» Consigne 1:
Recopiez sans aucune modification les enregistrements, en commençant à la ligne qui contient « Target: boat cabin window » et en allant jusqu'à la fin des enregistrements, ces deux limites incluses.

■ ■ ■ ■

Magma :
étrange planète venue d'ailleurs

Une énorme tournée qui va les conduire dans plus de vingt villes françaises avant de les emmener dans d'autres pays d'Europe.

Un beau disque, Magma live (Utopia distribué par RCA) qui reprend les meilleurs moments de concerts donnés il y a quelques mois.

Voilà déjà deux moyens de rencontrer Magma ; sa musique du moins, car Magma veut être plus qu'un groupe d'hommes jouant de la musique. Qu'est donc Magma : une musique, un groupe, des personnes, une philosophie, des symboles étranges, un langage nouveau ? Tout cela certainement, mais aussi une part d'inconnu, de mystère que nous avons cherché à élucider avec Klaus Blasquiz qui fait partie depuis sept ans de cette expérience unique et déroutante.

Si l'on en reste aux apparences, et il n'est pas indispensable d'aller au-delà, Magma que vous verrez sur scène est formé de sept hommes et d'une femme uniformément vêtus de noir qui portent sur la poitrine un étrange signe rappelant des serres d'oiseau de proie. Comme les musiciens pop, ils jouent pourtant d'instruments connus : la batterie, les claviers électroniques, la guitare et le violon électrique. Seules les voix surprennent : un chant lyrique loin de la chansonnette. La couleur de la musique est à mi-chemin entre ce qu'on appelle le pop et le jazz.

■ ■ ■ ■

» Consigne 2:
D'après l'article sur Magma, depuis combien de temps Klaus Blasquiz fait-il partie de cette expérience ?

■ ■ ■ ■

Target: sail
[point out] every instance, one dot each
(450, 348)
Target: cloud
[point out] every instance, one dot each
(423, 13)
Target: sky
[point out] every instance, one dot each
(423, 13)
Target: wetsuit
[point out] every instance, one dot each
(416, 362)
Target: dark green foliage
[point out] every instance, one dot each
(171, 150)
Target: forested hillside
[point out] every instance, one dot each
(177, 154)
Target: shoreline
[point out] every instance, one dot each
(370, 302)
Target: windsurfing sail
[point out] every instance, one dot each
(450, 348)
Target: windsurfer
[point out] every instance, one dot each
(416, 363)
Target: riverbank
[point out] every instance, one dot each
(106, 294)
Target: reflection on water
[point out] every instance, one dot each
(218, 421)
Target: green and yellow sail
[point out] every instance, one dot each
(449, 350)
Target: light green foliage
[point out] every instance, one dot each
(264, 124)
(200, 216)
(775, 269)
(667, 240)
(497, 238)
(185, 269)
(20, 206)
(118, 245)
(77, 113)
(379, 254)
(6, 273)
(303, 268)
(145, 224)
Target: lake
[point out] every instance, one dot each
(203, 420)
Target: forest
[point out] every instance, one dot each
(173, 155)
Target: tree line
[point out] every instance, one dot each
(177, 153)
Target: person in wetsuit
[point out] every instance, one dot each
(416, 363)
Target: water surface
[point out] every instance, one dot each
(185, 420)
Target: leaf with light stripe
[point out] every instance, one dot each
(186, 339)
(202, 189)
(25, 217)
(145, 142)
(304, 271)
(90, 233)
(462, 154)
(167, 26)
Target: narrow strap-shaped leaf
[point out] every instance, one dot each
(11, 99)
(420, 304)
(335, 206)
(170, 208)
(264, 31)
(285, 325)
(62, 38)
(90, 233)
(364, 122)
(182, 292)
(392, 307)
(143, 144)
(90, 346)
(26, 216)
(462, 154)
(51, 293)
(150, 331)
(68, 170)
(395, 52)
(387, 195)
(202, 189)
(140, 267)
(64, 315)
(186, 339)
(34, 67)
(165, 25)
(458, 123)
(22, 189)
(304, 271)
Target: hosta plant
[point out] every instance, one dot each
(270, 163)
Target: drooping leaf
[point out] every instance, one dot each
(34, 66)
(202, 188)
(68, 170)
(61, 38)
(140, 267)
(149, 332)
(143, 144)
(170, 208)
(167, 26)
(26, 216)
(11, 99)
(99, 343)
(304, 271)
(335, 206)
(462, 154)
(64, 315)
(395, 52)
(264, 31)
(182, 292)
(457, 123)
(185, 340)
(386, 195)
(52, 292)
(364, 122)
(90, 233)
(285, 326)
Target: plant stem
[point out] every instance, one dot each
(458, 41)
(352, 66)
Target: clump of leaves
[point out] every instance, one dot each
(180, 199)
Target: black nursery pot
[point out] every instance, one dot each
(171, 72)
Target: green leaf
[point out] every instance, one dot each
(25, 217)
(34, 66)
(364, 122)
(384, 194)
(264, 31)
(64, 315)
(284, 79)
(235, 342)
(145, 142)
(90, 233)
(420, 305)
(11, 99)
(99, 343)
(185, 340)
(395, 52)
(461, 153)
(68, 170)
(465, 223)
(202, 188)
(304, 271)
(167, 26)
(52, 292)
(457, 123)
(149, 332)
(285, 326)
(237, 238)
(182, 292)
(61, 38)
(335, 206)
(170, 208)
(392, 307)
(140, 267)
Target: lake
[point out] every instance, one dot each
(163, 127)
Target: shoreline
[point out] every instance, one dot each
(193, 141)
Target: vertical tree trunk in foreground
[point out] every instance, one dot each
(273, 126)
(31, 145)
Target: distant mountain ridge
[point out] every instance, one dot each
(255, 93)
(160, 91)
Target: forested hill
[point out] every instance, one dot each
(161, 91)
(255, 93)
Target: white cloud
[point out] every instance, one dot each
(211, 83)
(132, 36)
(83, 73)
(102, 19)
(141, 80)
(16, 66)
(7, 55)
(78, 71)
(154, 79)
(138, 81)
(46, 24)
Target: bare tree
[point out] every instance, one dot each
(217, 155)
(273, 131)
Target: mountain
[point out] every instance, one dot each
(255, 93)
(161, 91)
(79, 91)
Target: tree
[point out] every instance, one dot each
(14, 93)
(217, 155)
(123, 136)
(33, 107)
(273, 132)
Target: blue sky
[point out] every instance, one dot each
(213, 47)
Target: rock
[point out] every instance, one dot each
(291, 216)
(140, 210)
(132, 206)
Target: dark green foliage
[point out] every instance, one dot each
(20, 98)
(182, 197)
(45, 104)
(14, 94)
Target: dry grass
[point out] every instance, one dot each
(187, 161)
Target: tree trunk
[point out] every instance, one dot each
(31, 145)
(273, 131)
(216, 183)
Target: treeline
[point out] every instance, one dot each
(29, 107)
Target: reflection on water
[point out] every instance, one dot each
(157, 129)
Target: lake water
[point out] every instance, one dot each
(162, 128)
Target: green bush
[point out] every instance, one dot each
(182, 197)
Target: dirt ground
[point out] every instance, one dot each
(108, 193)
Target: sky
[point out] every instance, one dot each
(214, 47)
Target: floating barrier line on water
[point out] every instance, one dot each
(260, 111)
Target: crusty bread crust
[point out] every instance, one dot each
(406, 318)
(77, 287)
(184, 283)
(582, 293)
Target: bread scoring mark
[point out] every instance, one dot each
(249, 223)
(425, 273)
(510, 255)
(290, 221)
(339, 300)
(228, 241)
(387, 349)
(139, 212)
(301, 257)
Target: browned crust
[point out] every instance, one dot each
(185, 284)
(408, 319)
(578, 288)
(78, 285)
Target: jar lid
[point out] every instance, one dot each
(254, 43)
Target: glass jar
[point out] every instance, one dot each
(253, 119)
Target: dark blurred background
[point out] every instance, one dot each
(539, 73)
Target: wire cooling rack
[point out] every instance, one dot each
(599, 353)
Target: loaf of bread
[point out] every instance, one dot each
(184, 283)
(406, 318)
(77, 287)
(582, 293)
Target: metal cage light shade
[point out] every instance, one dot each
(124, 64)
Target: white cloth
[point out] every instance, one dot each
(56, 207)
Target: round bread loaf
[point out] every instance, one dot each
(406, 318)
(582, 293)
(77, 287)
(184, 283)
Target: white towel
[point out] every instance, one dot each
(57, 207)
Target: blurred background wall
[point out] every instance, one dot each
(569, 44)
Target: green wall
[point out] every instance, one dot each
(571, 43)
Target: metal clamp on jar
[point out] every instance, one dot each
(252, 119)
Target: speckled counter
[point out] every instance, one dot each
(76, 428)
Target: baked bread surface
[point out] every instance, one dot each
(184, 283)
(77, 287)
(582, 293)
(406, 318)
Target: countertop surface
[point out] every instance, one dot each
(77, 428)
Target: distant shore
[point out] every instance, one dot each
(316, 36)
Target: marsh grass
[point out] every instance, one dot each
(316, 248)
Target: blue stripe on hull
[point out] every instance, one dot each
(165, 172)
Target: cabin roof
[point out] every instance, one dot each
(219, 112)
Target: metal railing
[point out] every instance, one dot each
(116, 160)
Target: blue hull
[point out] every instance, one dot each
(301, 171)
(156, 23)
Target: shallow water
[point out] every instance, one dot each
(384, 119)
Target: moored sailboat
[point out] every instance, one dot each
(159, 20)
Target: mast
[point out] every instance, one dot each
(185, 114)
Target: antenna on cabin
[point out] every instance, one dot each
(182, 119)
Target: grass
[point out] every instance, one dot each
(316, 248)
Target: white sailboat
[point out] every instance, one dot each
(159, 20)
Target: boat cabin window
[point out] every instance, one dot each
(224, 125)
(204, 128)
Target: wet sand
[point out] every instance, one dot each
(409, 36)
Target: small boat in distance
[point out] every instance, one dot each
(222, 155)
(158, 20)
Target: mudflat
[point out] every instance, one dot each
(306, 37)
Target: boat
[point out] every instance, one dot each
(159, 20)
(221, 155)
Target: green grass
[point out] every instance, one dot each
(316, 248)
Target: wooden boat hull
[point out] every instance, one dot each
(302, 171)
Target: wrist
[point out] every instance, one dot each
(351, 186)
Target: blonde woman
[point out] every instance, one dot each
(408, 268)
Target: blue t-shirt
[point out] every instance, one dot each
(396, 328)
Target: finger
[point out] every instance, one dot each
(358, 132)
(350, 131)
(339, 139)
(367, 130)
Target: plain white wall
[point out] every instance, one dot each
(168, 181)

■ ■ ■ ■

» Réponse 1:
Target: boat cabin window
[point out] every instance, one dot each
(224, 125)
(204, 128)
Target: wet sand
[point out] every instance, one dot each
(409, 36)
Target: small boat in distance
[point out] every instance, one dot each
(222, 155)
(158, 20)
Target: mudflat
[point out] every instance, one dot each
(306, 37)
Target: boat
[point out] every instance, one dot each
(159, 20)
(221, 155)
Target: green grass
[point out] every instance, one dot each
(316, 248)
Target: wooden boat hull
[point out] every instance, one dot each
(302, 171)
Target: wrist
[point out] every instance, one dot each
(351, 186)
Target: blonde woman
[point out] every instance, one dot each
(408, 268)
Target: blue t-shirt
[point out] every instance, one dot each
(396, 328)
Target: finger
[point out] every instance, one dot each
(358, 132)
(350, 131)
(339, 139)
(367, 130)
Target: plain white wall
[point out] every instance, one dot each
(168, 181)

» Réponse 2:
Depuis sept ans.